Repeat the lines of the records from the one containing "Target: brick facade" through the end of the records, including both ends.

-- begin Data supplied --

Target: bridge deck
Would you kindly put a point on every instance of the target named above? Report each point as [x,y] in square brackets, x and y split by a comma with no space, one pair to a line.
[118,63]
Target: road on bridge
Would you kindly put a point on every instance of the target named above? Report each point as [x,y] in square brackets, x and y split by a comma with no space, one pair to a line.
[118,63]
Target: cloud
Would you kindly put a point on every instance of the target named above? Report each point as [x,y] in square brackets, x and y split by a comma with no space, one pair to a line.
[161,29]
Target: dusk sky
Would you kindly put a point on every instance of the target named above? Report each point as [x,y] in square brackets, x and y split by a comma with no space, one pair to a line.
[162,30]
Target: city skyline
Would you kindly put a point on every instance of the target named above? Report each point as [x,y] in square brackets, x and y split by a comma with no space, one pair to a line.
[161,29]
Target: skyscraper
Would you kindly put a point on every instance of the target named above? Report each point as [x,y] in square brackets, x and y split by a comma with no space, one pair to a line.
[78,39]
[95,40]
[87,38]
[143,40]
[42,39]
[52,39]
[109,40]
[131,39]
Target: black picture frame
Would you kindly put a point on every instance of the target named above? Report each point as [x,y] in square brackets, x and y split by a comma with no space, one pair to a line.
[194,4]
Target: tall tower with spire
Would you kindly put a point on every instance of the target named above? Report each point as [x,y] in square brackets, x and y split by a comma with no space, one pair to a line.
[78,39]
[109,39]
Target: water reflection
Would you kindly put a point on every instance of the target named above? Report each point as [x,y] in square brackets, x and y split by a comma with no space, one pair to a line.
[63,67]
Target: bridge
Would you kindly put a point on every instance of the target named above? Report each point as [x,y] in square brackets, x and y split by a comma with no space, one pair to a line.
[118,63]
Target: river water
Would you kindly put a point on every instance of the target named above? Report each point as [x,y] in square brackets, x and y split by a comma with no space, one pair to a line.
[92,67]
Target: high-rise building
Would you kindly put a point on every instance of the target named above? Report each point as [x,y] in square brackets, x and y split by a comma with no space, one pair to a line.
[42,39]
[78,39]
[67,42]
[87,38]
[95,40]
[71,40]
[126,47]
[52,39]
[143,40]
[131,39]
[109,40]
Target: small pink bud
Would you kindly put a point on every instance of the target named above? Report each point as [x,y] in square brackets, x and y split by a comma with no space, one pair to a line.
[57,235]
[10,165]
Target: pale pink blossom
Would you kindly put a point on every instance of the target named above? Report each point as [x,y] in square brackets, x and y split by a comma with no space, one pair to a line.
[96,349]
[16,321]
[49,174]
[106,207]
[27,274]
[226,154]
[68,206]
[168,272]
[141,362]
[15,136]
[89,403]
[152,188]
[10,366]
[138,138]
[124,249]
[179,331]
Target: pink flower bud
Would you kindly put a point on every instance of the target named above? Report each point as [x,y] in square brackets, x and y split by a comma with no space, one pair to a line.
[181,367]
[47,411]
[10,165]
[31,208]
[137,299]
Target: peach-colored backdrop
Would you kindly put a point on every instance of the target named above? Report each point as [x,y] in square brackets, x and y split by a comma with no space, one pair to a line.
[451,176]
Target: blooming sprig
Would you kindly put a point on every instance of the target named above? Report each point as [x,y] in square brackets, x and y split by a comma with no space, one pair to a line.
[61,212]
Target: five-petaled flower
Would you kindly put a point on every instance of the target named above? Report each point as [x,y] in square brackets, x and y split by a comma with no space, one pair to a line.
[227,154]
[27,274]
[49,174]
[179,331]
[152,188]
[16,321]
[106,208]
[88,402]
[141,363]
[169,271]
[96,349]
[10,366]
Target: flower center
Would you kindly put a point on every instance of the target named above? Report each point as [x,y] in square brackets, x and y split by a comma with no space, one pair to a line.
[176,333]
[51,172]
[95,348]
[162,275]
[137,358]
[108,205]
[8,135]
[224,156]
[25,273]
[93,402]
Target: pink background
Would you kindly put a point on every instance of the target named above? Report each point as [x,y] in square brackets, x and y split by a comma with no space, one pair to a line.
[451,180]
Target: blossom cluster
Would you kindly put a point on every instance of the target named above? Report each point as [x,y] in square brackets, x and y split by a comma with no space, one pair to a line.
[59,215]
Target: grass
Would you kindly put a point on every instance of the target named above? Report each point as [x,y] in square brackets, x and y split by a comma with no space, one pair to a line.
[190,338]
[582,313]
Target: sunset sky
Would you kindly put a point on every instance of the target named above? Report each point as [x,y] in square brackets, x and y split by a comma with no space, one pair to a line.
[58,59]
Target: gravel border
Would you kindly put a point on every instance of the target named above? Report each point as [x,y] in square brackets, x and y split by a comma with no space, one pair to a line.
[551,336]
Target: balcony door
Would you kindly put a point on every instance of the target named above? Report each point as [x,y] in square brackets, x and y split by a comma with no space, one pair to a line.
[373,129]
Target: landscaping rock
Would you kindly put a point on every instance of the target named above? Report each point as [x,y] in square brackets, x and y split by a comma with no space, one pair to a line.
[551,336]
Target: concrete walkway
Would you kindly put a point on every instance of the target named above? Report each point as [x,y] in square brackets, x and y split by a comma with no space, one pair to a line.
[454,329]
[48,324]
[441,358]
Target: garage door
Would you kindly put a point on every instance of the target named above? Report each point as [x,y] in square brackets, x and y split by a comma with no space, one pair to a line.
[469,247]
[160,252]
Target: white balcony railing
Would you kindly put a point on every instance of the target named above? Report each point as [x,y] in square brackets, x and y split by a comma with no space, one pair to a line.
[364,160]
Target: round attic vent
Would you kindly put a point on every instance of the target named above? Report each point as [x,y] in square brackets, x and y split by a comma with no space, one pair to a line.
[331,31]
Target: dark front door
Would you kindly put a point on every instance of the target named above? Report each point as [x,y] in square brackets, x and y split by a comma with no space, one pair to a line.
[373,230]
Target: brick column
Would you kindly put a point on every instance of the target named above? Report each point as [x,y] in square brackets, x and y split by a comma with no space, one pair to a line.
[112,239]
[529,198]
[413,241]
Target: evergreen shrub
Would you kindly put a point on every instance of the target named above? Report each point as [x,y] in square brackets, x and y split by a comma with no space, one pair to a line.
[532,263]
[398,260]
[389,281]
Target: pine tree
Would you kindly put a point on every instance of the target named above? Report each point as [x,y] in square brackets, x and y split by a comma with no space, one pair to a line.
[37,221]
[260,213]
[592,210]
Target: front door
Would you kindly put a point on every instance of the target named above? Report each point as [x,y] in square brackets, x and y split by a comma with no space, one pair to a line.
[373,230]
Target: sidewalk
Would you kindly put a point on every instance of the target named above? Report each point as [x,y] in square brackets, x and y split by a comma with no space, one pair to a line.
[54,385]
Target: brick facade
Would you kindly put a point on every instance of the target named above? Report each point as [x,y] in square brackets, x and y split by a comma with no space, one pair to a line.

-- end Data supplied --

● **Answer**:
Target: brick facade
Would you kindly put a point on every instance of the target named above? Report each point as [x,y] in square brackets, x and y split by a comma with no space, one pair to a line.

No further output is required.